• [TASK STATEMENT]
Nothing but an exact copy is wanted: the line with "Wildlife-count tagging: point out every instance of the alloy" and each line after it in the data below, last line included.

[Stored dataset items]
════════════════════

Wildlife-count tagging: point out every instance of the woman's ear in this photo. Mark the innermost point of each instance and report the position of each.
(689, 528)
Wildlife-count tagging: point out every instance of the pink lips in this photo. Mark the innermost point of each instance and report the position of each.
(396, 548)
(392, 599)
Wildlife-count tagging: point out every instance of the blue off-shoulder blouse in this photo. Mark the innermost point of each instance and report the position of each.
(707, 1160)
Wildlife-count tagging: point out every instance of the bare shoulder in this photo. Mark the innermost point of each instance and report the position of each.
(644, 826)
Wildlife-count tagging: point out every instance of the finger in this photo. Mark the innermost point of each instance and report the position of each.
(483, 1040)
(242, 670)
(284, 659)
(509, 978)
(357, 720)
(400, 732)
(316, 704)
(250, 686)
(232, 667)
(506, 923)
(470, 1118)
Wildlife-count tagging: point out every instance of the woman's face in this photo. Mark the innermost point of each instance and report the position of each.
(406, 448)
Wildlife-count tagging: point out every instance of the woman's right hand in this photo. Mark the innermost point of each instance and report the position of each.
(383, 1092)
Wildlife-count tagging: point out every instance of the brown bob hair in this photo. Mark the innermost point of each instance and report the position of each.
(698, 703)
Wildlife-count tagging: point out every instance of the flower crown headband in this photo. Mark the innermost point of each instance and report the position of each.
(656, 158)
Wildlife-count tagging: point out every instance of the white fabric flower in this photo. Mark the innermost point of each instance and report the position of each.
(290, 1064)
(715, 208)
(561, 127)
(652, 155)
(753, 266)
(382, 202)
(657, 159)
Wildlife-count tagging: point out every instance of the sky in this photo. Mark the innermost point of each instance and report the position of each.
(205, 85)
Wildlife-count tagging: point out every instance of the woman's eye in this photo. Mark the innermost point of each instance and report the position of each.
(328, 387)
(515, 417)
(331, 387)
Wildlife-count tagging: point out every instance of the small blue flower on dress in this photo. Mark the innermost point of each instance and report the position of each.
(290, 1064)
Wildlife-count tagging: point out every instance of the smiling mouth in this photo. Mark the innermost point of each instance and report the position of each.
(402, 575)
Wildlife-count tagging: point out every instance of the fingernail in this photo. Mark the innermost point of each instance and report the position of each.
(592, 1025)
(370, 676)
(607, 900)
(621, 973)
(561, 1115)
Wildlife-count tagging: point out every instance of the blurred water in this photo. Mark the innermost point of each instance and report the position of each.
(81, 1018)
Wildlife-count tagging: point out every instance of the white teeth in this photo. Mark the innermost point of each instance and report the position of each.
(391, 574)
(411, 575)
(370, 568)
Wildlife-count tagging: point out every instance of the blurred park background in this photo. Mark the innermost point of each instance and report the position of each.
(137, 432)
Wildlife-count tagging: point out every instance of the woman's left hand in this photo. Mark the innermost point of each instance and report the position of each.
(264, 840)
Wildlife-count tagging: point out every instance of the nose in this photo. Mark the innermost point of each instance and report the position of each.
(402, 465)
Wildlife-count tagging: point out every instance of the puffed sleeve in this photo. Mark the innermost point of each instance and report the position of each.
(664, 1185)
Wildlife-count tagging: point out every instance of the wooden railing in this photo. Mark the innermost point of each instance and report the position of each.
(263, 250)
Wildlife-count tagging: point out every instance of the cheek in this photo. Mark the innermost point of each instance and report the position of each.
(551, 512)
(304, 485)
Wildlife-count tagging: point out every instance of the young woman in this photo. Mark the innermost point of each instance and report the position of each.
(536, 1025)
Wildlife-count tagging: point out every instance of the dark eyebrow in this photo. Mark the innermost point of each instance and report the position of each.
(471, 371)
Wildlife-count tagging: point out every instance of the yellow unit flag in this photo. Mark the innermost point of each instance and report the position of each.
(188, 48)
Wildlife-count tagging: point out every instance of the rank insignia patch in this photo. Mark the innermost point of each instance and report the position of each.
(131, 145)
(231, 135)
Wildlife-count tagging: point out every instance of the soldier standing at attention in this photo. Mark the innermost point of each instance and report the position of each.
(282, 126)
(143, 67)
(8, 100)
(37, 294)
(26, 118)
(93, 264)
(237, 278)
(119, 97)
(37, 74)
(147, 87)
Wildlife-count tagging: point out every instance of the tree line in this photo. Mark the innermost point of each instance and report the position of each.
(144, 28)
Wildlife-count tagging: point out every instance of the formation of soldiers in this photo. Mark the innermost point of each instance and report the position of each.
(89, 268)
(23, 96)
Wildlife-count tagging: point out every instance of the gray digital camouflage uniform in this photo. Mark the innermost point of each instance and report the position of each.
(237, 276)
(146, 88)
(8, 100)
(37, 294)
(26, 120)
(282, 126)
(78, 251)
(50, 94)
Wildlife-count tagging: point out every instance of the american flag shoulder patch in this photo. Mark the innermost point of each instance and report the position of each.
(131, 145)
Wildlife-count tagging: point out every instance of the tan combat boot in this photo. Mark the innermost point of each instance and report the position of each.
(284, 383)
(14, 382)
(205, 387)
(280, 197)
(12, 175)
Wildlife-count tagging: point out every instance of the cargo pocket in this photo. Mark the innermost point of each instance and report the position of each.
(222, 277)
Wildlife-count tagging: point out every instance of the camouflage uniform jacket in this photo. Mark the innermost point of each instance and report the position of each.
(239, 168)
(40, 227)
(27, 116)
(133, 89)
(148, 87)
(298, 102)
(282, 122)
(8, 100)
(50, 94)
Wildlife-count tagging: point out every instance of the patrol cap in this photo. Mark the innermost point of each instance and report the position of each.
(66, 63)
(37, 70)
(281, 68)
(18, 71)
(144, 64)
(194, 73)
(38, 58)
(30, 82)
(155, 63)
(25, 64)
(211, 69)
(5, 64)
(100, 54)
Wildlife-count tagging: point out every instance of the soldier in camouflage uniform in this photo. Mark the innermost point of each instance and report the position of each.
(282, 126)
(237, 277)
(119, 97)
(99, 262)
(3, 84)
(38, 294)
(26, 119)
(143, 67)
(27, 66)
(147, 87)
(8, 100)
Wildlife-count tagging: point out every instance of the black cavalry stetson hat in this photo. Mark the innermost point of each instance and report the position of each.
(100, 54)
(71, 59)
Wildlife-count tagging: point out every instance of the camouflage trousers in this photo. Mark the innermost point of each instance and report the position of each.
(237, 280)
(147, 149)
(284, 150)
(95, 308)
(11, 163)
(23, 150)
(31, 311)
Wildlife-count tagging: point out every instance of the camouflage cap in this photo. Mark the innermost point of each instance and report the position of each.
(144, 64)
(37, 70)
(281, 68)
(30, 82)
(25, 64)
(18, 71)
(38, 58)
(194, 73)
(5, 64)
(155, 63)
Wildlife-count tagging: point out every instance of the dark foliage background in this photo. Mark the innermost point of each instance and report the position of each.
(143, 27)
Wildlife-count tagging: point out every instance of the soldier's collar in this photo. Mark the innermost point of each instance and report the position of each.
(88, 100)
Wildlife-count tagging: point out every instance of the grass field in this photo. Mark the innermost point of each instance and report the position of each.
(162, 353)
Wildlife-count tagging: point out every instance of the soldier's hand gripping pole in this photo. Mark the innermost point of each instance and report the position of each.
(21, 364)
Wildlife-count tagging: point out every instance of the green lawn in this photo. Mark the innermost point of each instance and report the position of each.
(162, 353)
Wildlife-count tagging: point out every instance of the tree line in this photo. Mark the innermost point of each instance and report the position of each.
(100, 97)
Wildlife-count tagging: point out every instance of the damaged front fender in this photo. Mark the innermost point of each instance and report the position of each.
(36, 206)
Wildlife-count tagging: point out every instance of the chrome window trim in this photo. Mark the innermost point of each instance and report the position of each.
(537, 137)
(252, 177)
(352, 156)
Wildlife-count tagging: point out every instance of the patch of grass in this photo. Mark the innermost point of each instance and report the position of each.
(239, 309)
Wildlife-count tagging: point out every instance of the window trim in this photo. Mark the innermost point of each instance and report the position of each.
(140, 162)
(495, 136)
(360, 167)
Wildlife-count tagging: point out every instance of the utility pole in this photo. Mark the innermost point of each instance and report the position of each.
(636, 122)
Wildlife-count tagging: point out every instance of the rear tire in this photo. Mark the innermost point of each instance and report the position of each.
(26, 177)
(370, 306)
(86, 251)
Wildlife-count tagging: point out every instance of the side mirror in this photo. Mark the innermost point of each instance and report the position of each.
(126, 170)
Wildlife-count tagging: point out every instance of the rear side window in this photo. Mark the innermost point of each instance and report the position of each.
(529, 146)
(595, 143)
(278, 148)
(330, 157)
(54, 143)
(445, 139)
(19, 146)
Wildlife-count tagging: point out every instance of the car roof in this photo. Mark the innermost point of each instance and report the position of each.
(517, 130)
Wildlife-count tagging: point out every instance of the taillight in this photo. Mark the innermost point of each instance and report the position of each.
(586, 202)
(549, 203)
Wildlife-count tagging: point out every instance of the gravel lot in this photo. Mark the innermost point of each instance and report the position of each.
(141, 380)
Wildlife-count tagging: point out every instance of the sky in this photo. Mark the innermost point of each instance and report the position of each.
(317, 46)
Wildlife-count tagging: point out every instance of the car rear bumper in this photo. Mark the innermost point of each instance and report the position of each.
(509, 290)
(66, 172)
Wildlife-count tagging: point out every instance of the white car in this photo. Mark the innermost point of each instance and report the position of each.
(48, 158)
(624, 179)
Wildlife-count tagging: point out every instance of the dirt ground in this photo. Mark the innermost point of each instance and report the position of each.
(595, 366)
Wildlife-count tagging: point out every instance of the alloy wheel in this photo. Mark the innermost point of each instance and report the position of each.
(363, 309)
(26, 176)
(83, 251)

════════════════════

• [EXPECTED ANSWER]
Wildlife-count tagging: point out every instance of the alloy wheel in this photo. Mark the innermost point of each instance and report the position of each.
(363, 309)
(26, 176)
(83, 251)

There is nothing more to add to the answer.